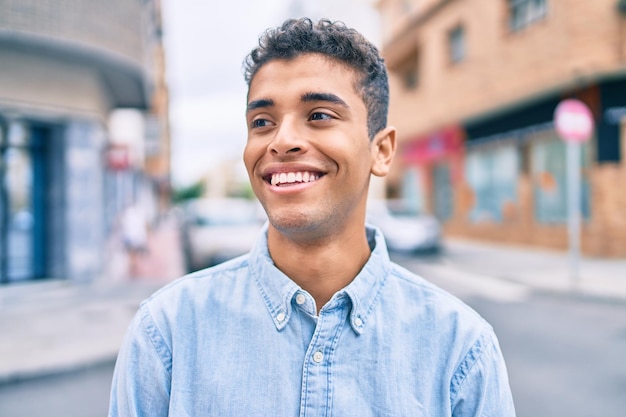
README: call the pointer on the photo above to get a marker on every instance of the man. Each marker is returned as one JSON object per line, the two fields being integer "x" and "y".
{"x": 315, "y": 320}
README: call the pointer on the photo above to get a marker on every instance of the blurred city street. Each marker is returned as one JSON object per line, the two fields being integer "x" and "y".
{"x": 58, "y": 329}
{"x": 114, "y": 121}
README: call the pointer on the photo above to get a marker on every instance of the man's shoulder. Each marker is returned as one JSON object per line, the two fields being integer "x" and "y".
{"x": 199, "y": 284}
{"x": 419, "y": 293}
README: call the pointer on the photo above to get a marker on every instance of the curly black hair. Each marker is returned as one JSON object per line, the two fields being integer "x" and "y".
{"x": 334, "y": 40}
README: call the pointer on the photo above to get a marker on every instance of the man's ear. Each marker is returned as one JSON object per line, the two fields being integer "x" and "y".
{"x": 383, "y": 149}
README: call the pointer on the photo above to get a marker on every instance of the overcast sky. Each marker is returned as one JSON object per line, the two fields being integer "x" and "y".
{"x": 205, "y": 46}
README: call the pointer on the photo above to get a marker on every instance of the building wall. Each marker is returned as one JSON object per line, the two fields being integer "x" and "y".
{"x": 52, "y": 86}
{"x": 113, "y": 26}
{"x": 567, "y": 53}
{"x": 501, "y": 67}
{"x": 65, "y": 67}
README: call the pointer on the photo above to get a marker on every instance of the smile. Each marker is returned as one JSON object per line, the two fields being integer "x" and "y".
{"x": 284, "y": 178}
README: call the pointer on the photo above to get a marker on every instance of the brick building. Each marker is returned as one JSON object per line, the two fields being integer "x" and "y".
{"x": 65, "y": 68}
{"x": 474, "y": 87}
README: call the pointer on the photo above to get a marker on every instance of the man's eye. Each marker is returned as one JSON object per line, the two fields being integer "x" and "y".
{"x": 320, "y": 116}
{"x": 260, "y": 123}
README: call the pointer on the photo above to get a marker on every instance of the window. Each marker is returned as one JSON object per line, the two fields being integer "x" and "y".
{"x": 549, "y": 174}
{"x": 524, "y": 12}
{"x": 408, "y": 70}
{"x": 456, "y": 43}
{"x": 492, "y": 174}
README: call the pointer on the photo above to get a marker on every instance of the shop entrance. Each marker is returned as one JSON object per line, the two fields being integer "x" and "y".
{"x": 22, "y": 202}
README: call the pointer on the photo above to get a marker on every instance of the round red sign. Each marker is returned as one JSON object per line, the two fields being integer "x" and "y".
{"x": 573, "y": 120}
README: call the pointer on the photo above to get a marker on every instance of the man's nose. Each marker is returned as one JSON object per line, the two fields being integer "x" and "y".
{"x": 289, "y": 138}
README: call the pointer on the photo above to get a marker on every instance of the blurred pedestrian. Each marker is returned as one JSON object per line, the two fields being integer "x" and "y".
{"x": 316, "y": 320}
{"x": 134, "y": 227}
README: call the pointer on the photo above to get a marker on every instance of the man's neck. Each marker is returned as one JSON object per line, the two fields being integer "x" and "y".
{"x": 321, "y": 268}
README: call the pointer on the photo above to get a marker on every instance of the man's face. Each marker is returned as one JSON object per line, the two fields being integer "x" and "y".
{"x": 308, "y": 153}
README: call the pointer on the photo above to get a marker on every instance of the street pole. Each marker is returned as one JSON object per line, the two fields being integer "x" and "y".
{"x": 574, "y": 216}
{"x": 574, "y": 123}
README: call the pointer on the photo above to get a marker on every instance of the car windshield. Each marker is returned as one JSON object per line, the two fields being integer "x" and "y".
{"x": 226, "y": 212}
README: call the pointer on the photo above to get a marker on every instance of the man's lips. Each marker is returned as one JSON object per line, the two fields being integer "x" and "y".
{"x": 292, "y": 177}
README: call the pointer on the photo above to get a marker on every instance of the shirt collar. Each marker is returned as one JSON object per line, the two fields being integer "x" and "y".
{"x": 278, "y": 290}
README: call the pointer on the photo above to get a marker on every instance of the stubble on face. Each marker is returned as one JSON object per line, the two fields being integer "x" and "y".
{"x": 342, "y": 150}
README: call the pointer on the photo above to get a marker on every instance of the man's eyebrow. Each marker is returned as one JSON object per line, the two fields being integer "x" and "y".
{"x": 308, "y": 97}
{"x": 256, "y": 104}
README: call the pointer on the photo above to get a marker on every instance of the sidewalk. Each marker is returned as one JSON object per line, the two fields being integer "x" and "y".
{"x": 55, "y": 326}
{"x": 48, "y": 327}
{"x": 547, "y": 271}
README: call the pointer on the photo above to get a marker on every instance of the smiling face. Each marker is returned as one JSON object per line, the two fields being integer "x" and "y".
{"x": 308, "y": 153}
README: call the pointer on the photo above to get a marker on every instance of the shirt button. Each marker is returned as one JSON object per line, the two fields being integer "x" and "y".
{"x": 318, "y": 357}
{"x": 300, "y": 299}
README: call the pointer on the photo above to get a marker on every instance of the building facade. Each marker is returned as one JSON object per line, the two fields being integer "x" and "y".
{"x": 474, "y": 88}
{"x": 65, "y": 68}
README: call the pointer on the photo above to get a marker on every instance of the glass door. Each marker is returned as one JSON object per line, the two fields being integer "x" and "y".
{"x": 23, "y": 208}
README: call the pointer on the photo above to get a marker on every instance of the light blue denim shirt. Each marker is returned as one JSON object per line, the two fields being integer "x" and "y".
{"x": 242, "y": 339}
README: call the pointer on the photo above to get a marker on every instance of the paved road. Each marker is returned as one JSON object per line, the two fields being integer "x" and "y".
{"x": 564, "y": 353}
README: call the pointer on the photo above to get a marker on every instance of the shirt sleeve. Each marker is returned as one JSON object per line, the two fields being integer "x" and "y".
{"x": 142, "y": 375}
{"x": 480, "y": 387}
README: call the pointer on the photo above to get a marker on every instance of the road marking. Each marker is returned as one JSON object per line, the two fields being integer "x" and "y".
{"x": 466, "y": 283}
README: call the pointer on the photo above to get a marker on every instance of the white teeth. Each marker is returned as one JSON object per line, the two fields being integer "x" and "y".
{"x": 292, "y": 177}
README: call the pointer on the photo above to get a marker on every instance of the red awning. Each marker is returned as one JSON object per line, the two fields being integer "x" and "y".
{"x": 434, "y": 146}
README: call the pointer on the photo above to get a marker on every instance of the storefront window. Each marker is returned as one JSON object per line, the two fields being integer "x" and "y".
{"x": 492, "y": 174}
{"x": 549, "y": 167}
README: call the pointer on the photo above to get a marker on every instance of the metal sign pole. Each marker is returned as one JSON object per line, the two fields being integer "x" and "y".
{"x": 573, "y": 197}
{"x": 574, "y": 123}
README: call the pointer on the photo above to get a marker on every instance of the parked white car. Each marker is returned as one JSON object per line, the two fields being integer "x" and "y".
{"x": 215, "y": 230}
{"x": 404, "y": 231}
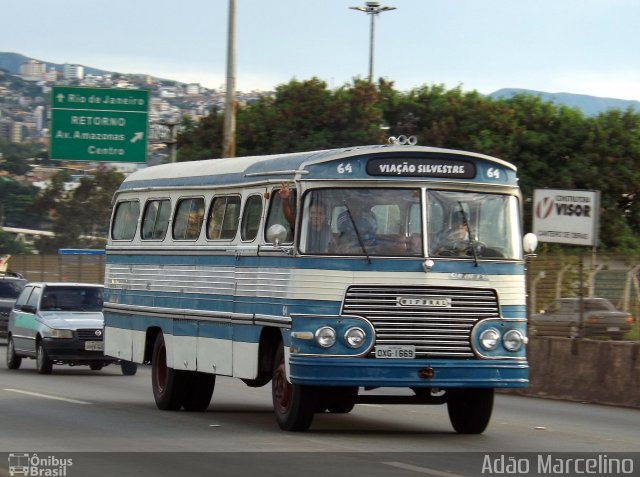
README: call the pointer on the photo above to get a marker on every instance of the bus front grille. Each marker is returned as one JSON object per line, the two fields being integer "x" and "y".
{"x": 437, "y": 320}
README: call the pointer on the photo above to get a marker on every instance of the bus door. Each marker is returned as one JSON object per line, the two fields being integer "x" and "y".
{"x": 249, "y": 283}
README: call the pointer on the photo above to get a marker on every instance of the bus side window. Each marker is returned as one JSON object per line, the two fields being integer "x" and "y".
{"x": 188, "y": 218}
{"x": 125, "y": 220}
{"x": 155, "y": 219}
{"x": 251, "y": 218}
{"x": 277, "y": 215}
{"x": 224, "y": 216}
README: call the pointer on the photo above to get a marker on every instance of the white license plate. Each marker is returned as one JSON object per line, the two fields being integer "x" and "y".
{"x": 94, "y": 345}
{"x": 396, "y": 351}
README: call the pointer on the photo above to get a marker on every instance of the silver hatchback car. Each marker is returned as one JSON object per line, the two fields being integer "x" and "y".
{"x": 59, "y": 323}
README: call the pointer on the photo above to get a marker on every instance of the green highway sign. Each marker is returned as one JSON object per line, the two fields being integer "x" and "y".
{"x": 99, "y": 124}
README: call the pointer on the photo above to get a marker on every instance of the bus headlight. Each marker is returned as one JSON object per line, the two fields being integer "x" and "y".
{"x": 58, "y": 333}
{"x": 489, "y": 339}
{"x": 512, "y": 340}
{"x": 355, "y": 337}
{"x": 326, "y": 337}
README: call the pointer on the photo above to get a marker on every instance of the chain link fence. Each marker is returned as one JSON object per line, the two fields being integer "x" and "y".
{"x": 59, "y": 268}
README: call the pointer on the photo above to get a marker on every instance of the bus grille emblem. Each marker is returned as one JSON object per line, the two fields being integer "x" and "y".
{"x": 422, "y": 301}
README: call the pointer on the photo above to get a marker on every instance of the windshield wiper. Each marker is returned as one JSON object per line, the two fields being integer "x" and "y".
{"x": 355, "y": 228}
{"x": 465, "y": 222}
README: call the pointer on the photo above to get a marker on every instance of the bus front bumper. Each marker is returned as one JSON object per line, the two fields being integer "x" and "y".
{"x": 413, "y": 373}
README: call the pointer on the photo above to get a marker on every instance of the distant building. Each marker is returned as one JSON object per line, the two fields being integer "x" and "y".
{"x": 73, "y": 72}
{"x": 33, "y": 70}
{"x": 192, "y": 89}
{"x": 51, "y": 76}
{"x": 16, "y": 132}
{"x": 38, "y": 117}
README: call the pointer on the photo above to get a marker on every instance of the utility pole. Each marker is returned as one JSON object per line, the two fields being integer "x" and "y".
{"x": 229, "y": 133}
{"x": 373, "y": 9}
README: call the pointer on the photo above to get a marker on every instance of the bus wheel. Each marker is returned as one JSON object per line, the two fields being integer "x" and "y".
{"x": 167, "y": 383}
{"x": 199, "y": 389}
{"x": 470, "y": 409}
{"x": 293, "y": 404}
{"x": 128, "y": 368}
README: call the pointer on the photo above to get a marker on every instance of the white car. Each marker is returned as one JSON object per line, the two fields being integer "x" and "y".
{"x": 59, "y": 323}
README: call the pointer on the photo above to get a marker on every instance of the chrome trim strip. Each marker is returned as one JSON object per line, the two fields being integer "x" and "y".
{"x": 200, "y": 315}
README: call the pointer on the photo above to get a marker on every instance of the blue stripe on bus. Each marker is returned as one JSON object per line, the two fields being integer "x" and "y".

----------------------------------------

TASK STATEMENT> Reprint exactly, and only, the lines running from the one containing "of the chrome" through the last line of the listing above.

TASK ANSWER>
README: call the pointer on the photo above to get a marker on every instance of the chrome trim strip. Each marker is returned as one JSON object per line, the two fields being integer "x" and "y".
{"x": 200, "y": 315}
README: call the pointer on the photo above to get a marker on every instance of the blue stripe on bus. Each marker is returned as one JSON object per line, the two fields being integer "x" and "y".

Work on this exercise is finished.